- 任务要求 A -
请将列表中从含有“[trace] green foliage”的那一行开始、到列表末尾结束的部分（首尾均包括在内）整理为两列CSV，列名分别为“指令”和“答复”，每条指令占一行。每行写明指令文本及其答复，二者各置于一个带引号的字段中，字段内的换行一律改为空格。

- 阅读摘录 -
/---

论文在回顾时滞电力系统的时滞产生原因以及其稳定分析和控制研究现状的基础上,指出了时滞电力系统稳定分析和控制的主要难点。针对时滞电力系统的特点,采用时变时滞相关稳定性判据对时滞电力系统进行稳定分析,并将可以补偿网络延迟的网络预测控制应用于时滞电力系统的控制。全文由以下几个部分组成:
首先分别介绍了基于自由权矩阵的保守性小的线性单时变时滞系统和线性多时滞系统的稳定性判据,并给出了采用线性矩阵不等式求解线性时滞系统时滞稳定裕度的两种方法。简要给出了网络预测控制系统的基本结构,分别给出了基于受控自回归滑动平均模型和基于受控自回归积分滑动平均模型的两种网络预测控制算法。该方法在改进的广义预测控制的基础上,增加了网络延迟补偿器来补偿通信延迟。与传统的广义预测控制只利用一步控制信号相比,该网络预测控制不仅利用了全部的预测控制信息,还同时能够补偿固定和随机通信延迟。
其次,研究了含有一个广域阻尼控制器的电力系统时变时滞相关稳定性问题。利用单时变时滞稳定判据计算了含有广域阻尼控制器的电力系统的时滞稳定裕度。计算表明,时滞稳定裕度可以用来整定广域阻尼控制器的参数,以保证系统在有足够大时滞稳定裕度的同时也有较好的阻尼效果。
再次,分别用单时滞相关和多时滞稳定性判据对采用常规PI控制器的单区域和两区域负荷频率控制系统进行时滞相关稳定性分析。研究了PI控制器增益和时滞稳定裕度之间的关系,并采用时域仿真的方法验证了时滞相关稳定性判据的有效性。
第四部分,设计了一种基于受控自回归积分滑动平均模型网络预测负荷频率控制的策略,并对三区域负荷频率控制系统进行了仿真研究,在仿真中考虑了发电机组功率速率约束的影响,仿真结果验证了本文所提出的负荷频率控制策略的有效性,且该控制器结构简单,便于在线实现。
第五部分,提出了一种基于网络预测控制的广域阻尼控制器的设计方法。预测模型采用带变遗忘因子的递归最小二乘法在线辨识获得。四机两区域电力系统的仿真结果表明,基于网络预测控制的广域阻尼控制器能够有效地补偿固定和随机通信延迟的影响。此外,该广域阻尼控制器还具有算法和结构简单、易于在线实现的优点。
最后,以含有静态无功补偿器(SVC)的新英格兰电力系统为例,通过对系统线性模型的可控/可观度分析,选择SVC的常规附加阻尼控制器的广域输入信号,采用留数法计算得出其参数。在此基础上,用时滞相关稳定性判据分析了含有SVC的常规附加阻尼控制器电力系统的时滞稳定性,根据分析结果设计了考虑时滞影响的SVC附加阻尼控制器。仿真结果表明,考虑时滞影响的SVC附加阻尼控制器不仅能够有效地阻尼系统区域间低频振荡而且可以增强系统的时滞鲁棒性。
With the increasing of scale and complexity of the interconnected power system, the local controllers, in which the local measurements are employed as the feedback signals, are increasingly difficult to maintain the stability of the interconnected power system. The rapid development of the synchronized phasor technology and wide-area measurement system (WAMS) provides an opportunity to apply global signals to monitor and control the power system. The signals transmit from WAMS via communication networks will inevitably introduce time delays into the control loop. Those time delays will degrade the dynamic performance of the power system and may even cause the instability of the whole power systems.

\---

(边界标注条目)
/---

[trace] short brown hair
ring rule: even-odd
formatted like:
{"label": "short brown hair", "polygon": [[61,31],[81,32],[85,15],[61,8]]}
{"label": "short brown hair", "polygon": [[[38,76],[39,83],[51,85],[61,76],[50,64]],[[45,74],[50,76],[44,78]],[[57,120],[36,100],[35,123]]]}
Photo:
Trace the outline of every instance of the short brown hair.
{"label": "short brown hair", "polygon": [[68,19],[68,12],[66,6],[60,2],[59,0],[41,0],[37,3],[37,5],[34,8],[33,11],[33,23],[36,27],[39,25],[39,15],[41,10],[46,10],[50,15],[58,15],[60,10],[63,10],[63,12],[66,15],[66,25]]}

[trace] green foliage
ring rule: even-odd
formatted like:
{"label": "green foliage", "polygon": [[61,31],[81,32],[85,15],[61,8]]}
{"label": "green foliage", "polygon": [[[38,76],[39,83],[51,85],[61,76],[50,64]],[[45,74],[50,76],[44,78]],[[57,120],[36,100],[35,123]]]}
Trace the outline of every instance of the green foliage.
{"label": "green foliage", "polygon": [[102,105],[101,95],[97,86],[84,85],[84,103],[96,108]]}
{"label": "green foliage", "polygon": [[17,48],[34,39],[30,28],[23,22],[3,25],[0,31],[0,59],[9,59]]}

\---

- 任务要求 B -
请逐字照录关于时滞电力系统的摘录中从“With the increasing”开始、到“whole power systems.”结束的部分。

- 书面解答 A -
指令,答复
"[trace] green foliage ring rule: even-odd formatted like: {""label"": ""green foliage"", ""polygon"": [[61,31],[81,32],[85,15],[61,8]]} {""label"": ""green foliage"", ""polygon"": [[[38,76],[39,83],[51,85],[61,76],[50,64]],[[45,74],[50,76],[44,78]],[[57,120],[36,100],[35,123]]]} Trace the outline of every instance of the green foliage.","{""label"": ""green foliage"", ""polygon"": [[102,105],[101,95],[97,86],[84,85],[84,103],[96,108]]} {""label"": ""green foliage"", ""polygon"": [[17,48],[34,39],[30,28],[23,22],[3,25],[0,31],[0,59],[9,59]]}"

- 书面解答 B -
With the increasing of scale and complexity of the interconnected power system, the local controllers, in which the local measurements are employed as the feedback signals, are increasingly difficult to maintain the stability of the interconnected power system. The rapid development of the synchronized phasor technology and wide-area measurement system (WAMS) provides an opportunity to apply global signals to monitor and control the power system. The signals transmit from WAMS via communication networks will inevitably introduce time delays into the control loop. Those time delays will degrade the dynamic performance of the power system and may even cause the instability of the whole power systems.